Cleansing the doors of cinematic perception... for a better now

Thursday, July 02, 2015

Poverty and Spit! Poverty and Spit! THE DECLINE OF WESTERN CIVILIZATION (1981)

 Those of us who were punk rockers at some point in the 70s or 80s now feel old as fuck, clutching onto last ditch coke straws and first canes; our weary eyes are trapped within withered faces atop middle-aged, vice-tainted bodies, our tattoos gone to gray, the safety pin holes in our ears and cheeks long scarred over, livers shot are from Hep-C and whiskey, but hey hey hey! as the kid who sang for Black Flag (before Rollins - below left) would snarl...

 I was just a suburban poseur moping around the all-ages City Gardens shows in Trenton in the early 80s, smoking myself into a coma while standing in front of the stage, waiting, waiting, waiting... for one crappy opening punk act after another, to get it over with, so I could see the Replacements, Ramones, Iggy Pop, Replacements or X, and go home. Pogoing and slam-dancing (as it was called) around until the skinheads took over and turned the whole front half into a 'mosh pit' (far different scene than some friendly slam-dancing where you're just whirling around bumping into each other like pinballs rather than "helicoptering" your meaty fists). Coming back to our parents' houses exhausted, battered, and alive, triumphant, relieved it was over, we took our shoes off an watched NIGHT FLIGHT on the USA Network or my duped tapes of RUDE BOY, REPO MAN and GIMME SHELTER for the zillionth time while carefully marking the water lines on dad's liquor bottles, so we'd know just what we could reasonably get away with. We knew of--but never got a chance to see--THE DECLINE OF WESTERN CIVILIZATION (1981), Penelope Sheeris' ground-floor documentary about the early days of the LA punk scene. We heard it was far far tawdrier than any other concert film, so tawdry it had and has never been on DVD or tape.... until this week....

Finally America is ready. Spheeris' wrist-openingly grim post-op LA moldy-carpeted clang of a howl is here and man it lives up to its rep of sheer tawdriness. Onetwothree-GO! Our whole fucking life is a wreck! It seems we got so complacent, having no genuinely tawdry film live remotely close to our imaginations' now upscale, gated neighborhood, that now, when one finally busts in and pees on our mattress, we're at first so shocked we think it's raining. Dude, last time we were the ones peeing. Now somehow we're the ones holding the sheets? How'd that happen? Did Spheeris wait til we were too old to identify with these skeevy brats on purpose?
------------------------------------
• **To do**
(1) List each act the review says the writer waited at the City Gardens shows to see, naming each only once.
(2) Return everything in the review from "Those of us" down to "left) would snarl...".
The material that comes after this point is separate from the review.

• **Given information**
------------------------------------
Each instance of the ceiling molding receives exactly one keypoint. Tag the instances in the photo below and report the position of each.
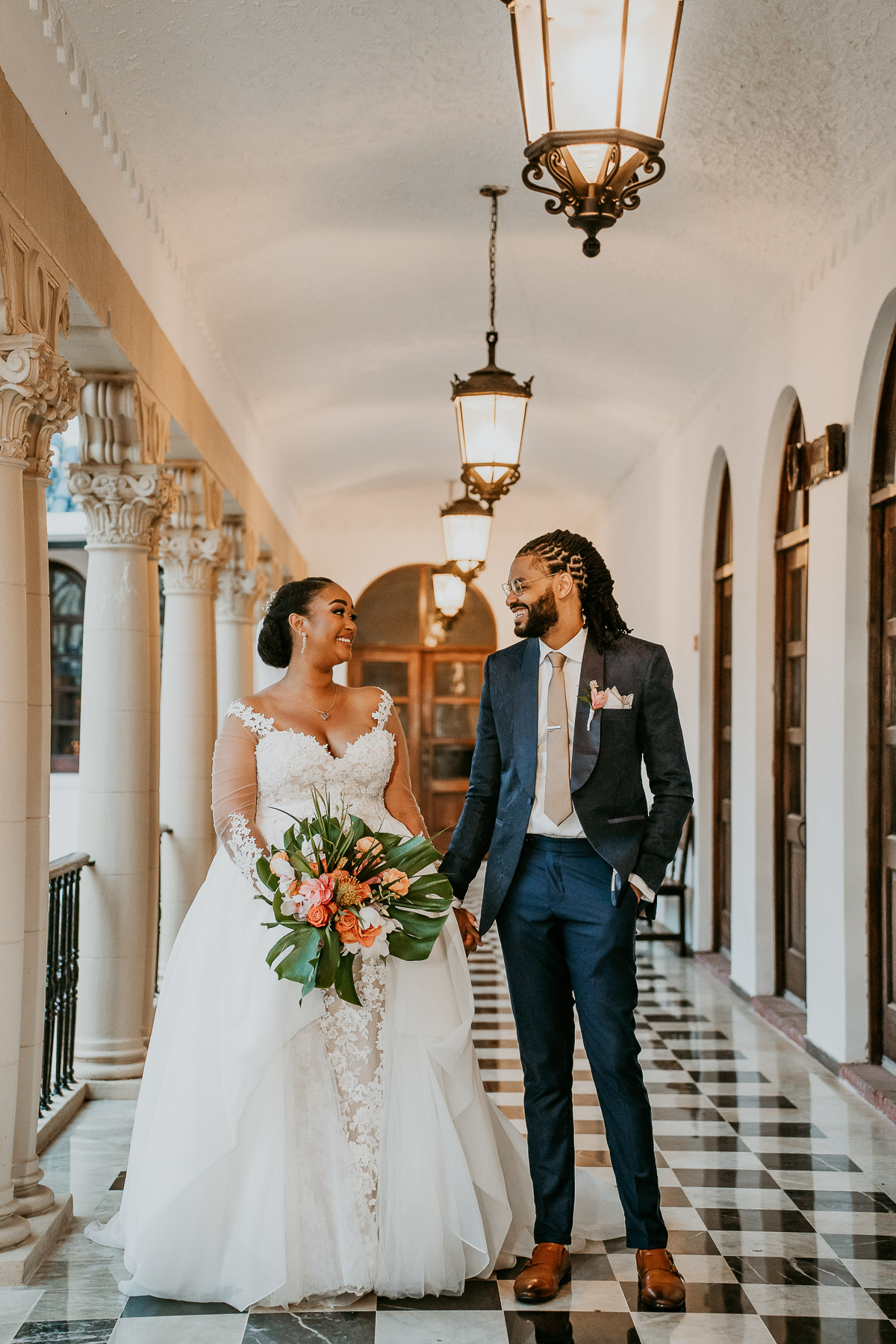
(58, 34)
------------------------------------
• **Answers per task**
(1) Replacements, Ramones, Iggy Pop, X

(2)
Those of us who were punk rockers at some point in the 70s or 80s now feel old as fuck, clutching onto last ditch coke straws and first canes; our weary eyes are trapped within withered faces atop middle-aged, vice-tainted bodies, our tattoos gone to gray, the safety pin holes in our ears and cheeks long scarred over, livers shot are from Hep-C and whiskey, but hey hey hey! as the kid who sang for Black Flag (before Rollins - below left) would snarl...